## Start Exercise inputs

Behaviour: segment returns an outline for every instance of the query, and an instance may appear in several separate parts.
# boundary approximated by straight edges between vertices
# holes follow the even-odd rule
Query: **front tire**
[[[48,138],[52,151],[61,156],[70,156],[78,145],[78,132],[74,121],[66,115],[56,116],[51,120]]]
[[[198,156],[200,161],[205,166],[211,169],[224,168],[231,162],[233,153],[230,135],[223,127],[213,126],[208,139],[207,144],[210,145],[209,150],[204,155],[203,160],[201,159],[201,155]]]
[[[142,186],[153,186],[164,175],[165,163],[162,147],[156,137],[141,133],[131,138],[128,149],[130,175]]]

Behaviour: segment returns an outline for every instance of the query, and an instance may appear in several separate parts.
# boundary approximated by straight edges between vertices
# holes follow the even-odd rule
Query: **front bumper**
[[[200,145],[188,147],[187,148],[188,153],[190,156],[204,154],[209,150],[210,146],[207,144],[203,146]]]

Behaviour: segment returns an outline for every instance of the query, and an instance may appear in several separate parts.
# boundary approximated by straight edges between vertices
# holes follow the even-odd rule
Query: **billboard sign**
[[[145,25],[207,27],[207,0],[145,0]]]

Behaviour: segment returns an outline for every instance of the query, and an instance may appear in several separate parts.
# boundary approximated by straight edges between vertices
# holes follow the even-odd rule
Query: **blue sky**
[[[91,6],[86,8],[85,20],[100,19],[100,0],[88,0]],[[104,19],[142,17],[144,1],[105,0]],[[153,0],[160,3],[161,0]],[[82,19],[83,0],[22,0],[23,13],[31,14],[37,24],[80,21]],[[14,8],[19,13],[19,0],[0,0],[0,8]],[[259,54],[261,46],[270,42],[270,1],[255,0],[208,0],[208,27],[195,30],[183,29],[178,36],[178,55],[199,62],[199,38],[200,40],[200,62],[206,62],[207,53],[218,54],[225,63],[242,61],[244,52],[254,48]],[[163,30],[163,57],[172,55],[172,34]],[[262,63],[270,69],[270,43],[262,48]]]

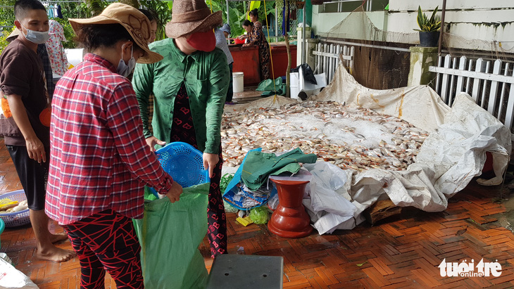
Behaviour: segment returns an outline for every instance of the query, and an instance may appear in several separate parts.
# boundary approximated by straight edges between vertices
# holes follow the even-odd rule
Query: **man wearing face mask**
[[[150,45],[164,56],[154,64],[137,65],[134,89],[139,102],[143,131],[151,150],[172,141],[183,141],[203,153],[203,167],[211,177],[207,236],[213,257],[227,253],[227,222],[220,179],[221,115],[230,72],[227,56],[215,48],[213,29],[221,25],[221,11],[213,13],[204,0],[175,0],[168,39]],[[149,129],[148,100],[155,96]],[[191,214],[194,214],[192,212]]]
[[[50,98],[46,87],[38,44],[48,34],[44,6],[36,0],[20,0],[14,5],[14,24],[20,35],[0,55],[1,105],[7,119],[0,120],[0,131],[27,195],[30,222],[36,237],[35,256],[63,262],[73,252],[53,243],[66,238],[65,233],[49,231],[44,212],[45,186],[49,172]],[[5,131],[6,124],[11,131]]]
[[[143,217],[143,186],[172,203],[182,190],[148,148],[125,76],[136,62],[163,57],[148,48],[150,21],[128,5],[114,3],[98,16],[69,20],[89,53],[54,94],[46,211],[66,229],[80,262],[81,288],[104,288],[106,269],[117,288],[141,288],[132,218]]]

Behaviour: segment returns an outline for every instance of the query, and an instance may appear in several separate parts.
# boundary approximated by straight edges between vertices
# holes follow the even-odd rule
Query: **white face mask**
[[[23,36],[25,36],[25,38],[26,38],[27,40],[30,41],[32,43],[35,43],[36,44],[42,44],[46,42],[46,40],[50,39],[50,35],[48,34],[48,31],[42,32],[30,30],[23,26],[21,23],[20,23],[20,25],[21,25],[21,27],[27,30],[27,34],[23,34]],[[22,33],[23,33],[23,32],[22,32]]]
[[[134,68],[136,67],[136,60],[134,59],[134,46],[132,45],[130,47],[130,59],[129,60],[128,64],[125,64],[125,60],[123,60],[124,49],[125,44],[121,46],[121,59],[120,59],[120,63],[118,63],[118,69],[116,69],[116,71],[118,75],[127,77],[134,70]]]

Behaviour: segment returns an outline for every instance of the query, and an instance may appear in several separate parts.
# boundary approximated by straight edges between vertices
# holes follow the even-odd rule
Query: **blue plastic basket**
[[[189,143],[175,141],[156,152],[164,171],[182,188],[211,181],[209,172],[203,168],[203,154]],[[157,195],[157,191],[151,188]]]
[[[23,190],[14,191],[11,193],[6,193],[0,195],[0,200],[8,198],[12,200],[21,202],[27,200]],[[6,227],[12,228],[18,226],[23,226],[30,224],[30,217],[29,217],[29,209],[13,213],[0,214],[0,219],[5,223]]]

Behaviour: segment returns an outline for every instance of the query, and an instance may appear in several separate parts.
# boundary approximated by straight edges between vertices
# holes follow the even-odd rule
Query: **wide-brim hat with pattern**
[[[121,24],[138,46],[145,52],[137,62],[139,63],[153,63],[163,60],[163,56],[148,48],[150,41],[150,20],[135,8],[122,3],[113,3],[104,9],[98,16],[84,19],[69,19],[70,24],[75,34],[84,25],[100,24]]]
[[[221,11],[211,13],[205,0],[175,0],[171,21],[166,24],[166,35],[179,38],[214,29],[221,25],[222,22]]]

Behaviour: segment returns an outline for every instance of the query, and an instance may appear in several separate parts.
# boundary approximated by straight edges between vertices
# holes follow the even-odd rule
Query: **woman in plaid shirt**
[[[115,3],[89,19],[70,19],[90,51],[59,80],[52,102],[46,212],[67,231],[81,265],[81,288],[143,288],[141,247],[131,218],[143,217],[143,186],[171,202],[182,187],[161,168],[143,135],[126,76],[136,61],[162,56],[148,49],[151,25]]]

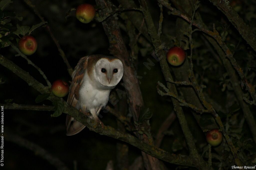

## End Exercise inputs

- What you should do: From the rows above, pull out each line that contains the word "face", copying it unchanged.

- Answer:
Query: **man wearing face mask**
Query: **white face mask**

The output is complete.